Instructions for the task:
Set down the records exactly, and omit any image found in them.

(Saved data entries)
== Segment start ==

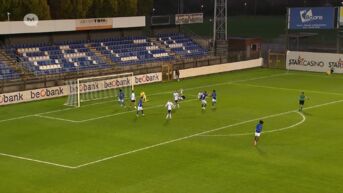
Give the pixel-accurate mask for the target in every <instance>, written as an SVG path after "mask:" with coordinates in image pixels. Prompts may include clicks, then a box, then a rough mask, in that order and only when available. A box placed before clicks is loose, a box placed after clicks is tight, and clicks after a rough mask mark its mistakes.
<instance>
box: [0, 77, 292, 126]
mask: <svg viewBox="0 0 343 193" xmlns="http://www.w3.org/2000/svg"><path fill="white" fill-rule="evenodd" d="M285 75H289V73H286V72H285V73H279V74H274V75H269V76H260V77H256V78H250V79H242V80H235V81H228V82H223V83H217V84H210V85H205V86H199V87H192V88H186V89H184V90H196V89H202V88H206V87H213V86H220V85H226V84H233V83H237V82H245V81H252V80H259V79H266V78H272V77H278V76H285ZM171 92H172V91H169V92H168V91H165V92H159V93H153V94H150V95H148V96H154V95H163V94H171ZM111 102H113V101H112V100H111V101H102V102H98V103H92V104H88V105H83V106H81V107H79V108H85V107H89V106H95V105H99V104H105V103H111ZM75 109H78V108H70V107H68V108H64V109H59V110H54V111H47V112H42V113H36V114H32V115H25V116H20V117H14V118H10V119H3V120H0V123H3V122H8V121H14V120H19V119H24V118H30V117H34V116H36V115H46V114H52V113H58V112H63V111H70V110H75Z"/></svg>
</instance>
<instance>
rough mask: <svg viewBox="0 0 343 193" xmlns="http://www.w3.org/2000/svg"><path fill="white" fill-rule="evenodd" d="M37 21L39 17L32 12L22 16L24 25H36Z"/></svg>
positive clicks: (34, 25) (29, 25)
mask: <svg viewBox="0 0 343 193" xmlns="http://www.w3.org/2000/svg"><path fill="white" fill-rule="evenodd" d="M38 22H39V18H38V16H37V15H36V14H34V13H29V14H27V15H25V17H24V23H25V25H27V26H29V27H36V26H37V25H38Z"/></svg>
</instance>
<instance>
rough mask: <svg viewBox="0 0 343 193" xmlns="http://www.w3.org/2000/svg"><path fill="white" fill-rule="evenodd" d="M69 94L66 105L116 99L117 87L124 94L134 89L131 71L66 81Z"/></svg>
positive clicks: (133, 80)
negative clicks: (67, 84) (123, 93)
mask: <svg viewBox="0 0 343 193" xmlns="http://www.w3.org/2000/svg"><path fill="white" fill-rule="evenodd" d="M68 84H69V89H70V94H69V96H68V99H67V102H66V105H68V106H75V107H80V106H81V104H82V103H84V102H90V101H95V100H103V99H108V98H109V99H116V98H117V97H118V93H119V89H121V90H122V91H123V92H124V93H125V96H129V95H130V93H131V91H132V90H134V76H133V73H132V72H130V73H123V74H113V75H106V76H97V77H87V78H79V79H77V80H71V81H68Z"/></svg>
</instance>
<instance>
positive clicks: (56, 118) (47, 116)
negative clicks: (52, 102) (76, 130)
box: [35, 115, 79, 123]
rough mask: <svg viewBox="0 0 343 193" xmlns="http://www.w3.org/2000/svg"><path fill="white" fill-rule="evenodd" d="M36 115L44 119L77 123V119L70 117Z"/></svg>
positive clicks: (44, 115) (69, 122) (78, 122)
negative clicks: (64, 118) (54, 116)
mask: <svg viewBox="0 0 343 193" xmlns="http://www.w3.org/2000/svg"><path fill="white" fill-rule="evenodd" d="M35 116H36V117H40V118H44V119H52V120H56V121H64V122H69V123H79V122H78V121H74V120H70V119H63V118H58V117H52V116H46V115H35Z"/></svg>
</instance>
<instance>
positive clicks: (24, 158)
mask: <svg viewBox="0 0 343 193" xmlns="http://www.w3.org/2000/svg"><path fill="white" fill-rule="evenodd" d="M341 102H343V100H338V101H332V102H328V103H324V104H319V105H315V106H311V107H307V108H304V109H305V110H306V109H314V108H319V107H323V106H328V105H332V104H336V103H341ZM290 112H295V111H294V110H293V111H287V112H283V113H278V114H273V115H268V116H264V117H260V118H256V119H251V120H247V121H243V122H239V123H235V124H231V125H226V126H223V127H219V128H216V129H212V130H208V131H204V132H200V133H196V134H192V135H189V136H185V137H181V138H178V139H173V140H169V141H165V142H162V143H158V144H155V145H151V146H147V147H143V148H139V149H136V150H132V151H129V152H125V153H121V154H117V155H114V156H110V157H106V158H103V159H100V160H96V161H92V162H88V163H85V164H81V165H78V166H68V165H63V164H57V163H52V162H47V161H42V160H37V159H31V158H26V157H21V156H15V155H10V154H5V153H0V155H1V156H5V157H10V158H15V159H20V160H26V161H31V162H36V163H41V164H46V165H51V166H56V167H61V168H68V169H78V168H82V167H85V166H89V165H94V164H97V163H100V162H104V161H107V160H111V159H114V158H118V157H122V156H126V155H130V154H133V153H137V152H140V151H144V150H148V149H152V148H155V147H159V146H163V145H167V144H170V143H174V142H178V141H182V140H186V139H190V138H193V137H197V136H201V135H206V134H208V133H212V132H216V131H220V130H223V129H226V128H230V127H234V126H238V125H243V124H246V123H250V122H253V121H257V120H260V119H267V118H271V117H277V116H282V115H285V114H288V113H290Z"/></svg>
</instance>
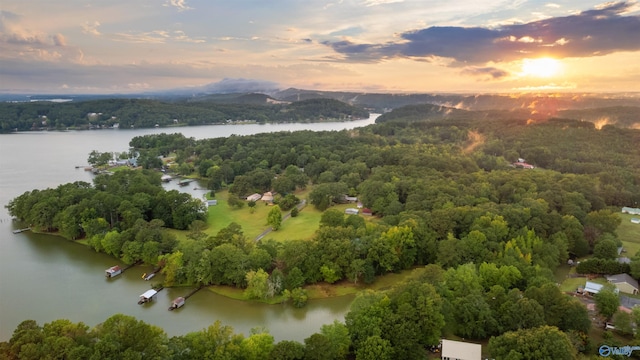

== Segment end ==

Task answer:
Give the pixel-accurate mask for the target in every <instance>, written as an SVG path after "mask:" with coordinates in image pixels. Prompts may include clicks, then a box, then a rough mask, in that order and only when available. A box placed before clicks is loose, a box placed after clicks is tight, and clicks after a rough mask mark its mistakes.
<instance>
box: [0, 77, 292, 126]
mask: <svg viewBox="0 0 343 193" xmlns="http://www.w3.org/2000/svg"><path fill="white" fill-rule="evenodd" d="M285 75H289V73H286V72H285V73H279V74H274V75H269V76H260V77H256V78H250V79H242V80H235V81H228V82H223V83H217V84H210V85H205V86H199V87H192V88H186V89H184V90H196V89H202V88H206V87H213V86H220V85H226V84H233V83H237V82H245V81H252V80H259V79H266V78H272V77H278V76H285ZM171 92H172V91H169V92H168V91H165V92H159V93H153V94H150V95H148V96H154V95H163V94H171ZM111 102H113V101H112V100H111V101H102V102H98V103H92V104H88V105H83V106H81V107H79V108H85V107H89V106H95V105H99V104H105V103H111ZM75 109H78V108H70V107H68V108H64V109H59V110H54V111H47V112H42V113H36V114H32V115H25V116H20V117H14V118H10V119H3V120H0V123H3V122H8V121H14V120H19V119H24V118H30V117H34V116H36V115H46V114H52V113H58V112H63V111H70V110H75Z"/></svg>
</instance>
<instance>
rough mask: <svg viewBox="0 0 343 193" xmlns="http://www.w3.org/2000/svg"><path fill="white" fill-rule="evenodd" d="M37 21L39 17L32 12L22 16L24 25H36Z"/></svg>
positive clicks: (34, 25) (29, 25)
mask: <svg viewBox="0 0 343 193" xmlns="http://www.w3.org/2000/svg"><path fill="white" fill-rule="evenodd" d="M38 22H39V18H38V16H37V15H36V14H34V13H29V14H27V15H25V17H24V23H25V25H27V26H29V27H36V26H37V25H38Z"/></svg>
</instance>
<instance>
rough mask: <svg viewBox="0 0 343 193" xmlns="http://www.w3.org/2000/svg"><path fill="white" fill-rule="evenodd" d="M69 94L66 105L116 99L117 87L124 94L134 89L131 71L66 81Z"/></svg>
positive clicks: (133, 80)
negative clicks: (67, 84) (123, 93)
mask: <svg viewBox="0 0 343 193" xmlns="http://www.w3.org/2000/svg"><path fill="white" fill-rule="evenodd" d="M68 84H69V89H70V94H69V96H68V99H67V102H66V105H68V106H75V107H80V106H81V104H82V103H84V102H90V101H95V100H103V99H108V98H109V99H116V98H117V97H118V93H119V89H121V90H122V91H123V92H124V93H125V96H129V95H130V93H131V91H132V90H134V76H133V73H132V72H130V73H123V74H113V75H106V76H97V77H87V78H79V79H77V80H71V81H68Z"/></svg>
</instance>
<instance>
positive clicks: (56, 118) (47, 116)
negative clicks: (52, 102) (76, 130)
box: [35, 115, 79, 123]
rough mask: <svg viewBox="0 0 343 193" xmlns="http://www.w3.org/2000/svg"><path fill="white" fill-rule="evenodd" d="M36 115L44 119L77 123V119L70 117Z"/></svg>
positive clicks: (44, 115) (69, 122) (78, 122)
negative clicks: (64, 118) (54, 116)
mask: <svg viewBox="0 0 343 193" xmlns="http://www.w3.org/2000/svg"><path fill="white" fill-rule="evenodd" d="M35 116H36V117H40V118H44V119H52V120H56V121H64V122H69V123H79V122H78V121H74V120H70V119H63V118H58V117H52V116H46V115H35Z"/></svg>
</instance>
<instance>
positive clicks: (24, 158)
mask: <svg viewBox="0 0 343 193" xmlns="http://www.w3.org/2000/svg"><path fill="white" fill-rule="evenodd" d="M341 102H343V100H338V101H332V102H328V103H324V104H319V105H315V106H311V107H307V108H304V109H305V110H306V109H314V108H319V107H323V106H328V105H332V104H336V103H341ZM290 112H295V111H294V110H293V111H287V112H283V113H278V114H273V115H268V116H264V117H260V118H256V119H251V120H247V121H243V122H239V123H235V124H231V125H226V126H223V127H219V128H216V129H212V130H208V131H204V132H200V133H196V134H192V135H189V136H185V137H181V138H178V139H173V140H169V141H165V142H162V143H158V144H155V145H151V146H147V147H143V148H139V149H136V150H132V151H129V152H125V153H121V154H117V155H114V156H110V157H106V158H103V159H100V160H96V161H92V162H88V163H85V164H81V165H78V166H68V165H63V164H57V163H52V162H47V161H42V160H37V159H31V158H26V157H21V156H15V155H10V154H5V153H0V155H1V156H5V157H10V158H15V159H20V160H26V161H31V162H36V163H41V164H46V165H51V166H56V167H61V168H68V169H78V168H82V167H85V166H89V165H94V164H97V163H100V162H104V161H107V160H111V159H114V158H118V157H122V156H126V155H130V154H133V153H137V152H140V151H144V150H148V149H152V148H155V147H159V146H163V145H167V144H170V143H174V142H178V141H182V140H186V139H190V138H193V137H197V136H201V135H206V134H208V133H212V132H216V131H220V130H223V129H226V128H230V127H234V126H238V125H243V124H246V123H250V122H253V121H257V120H260V119H267V118H271V117H277V116H282V115H285V114H288V113H290Z"/></svg>
</instance>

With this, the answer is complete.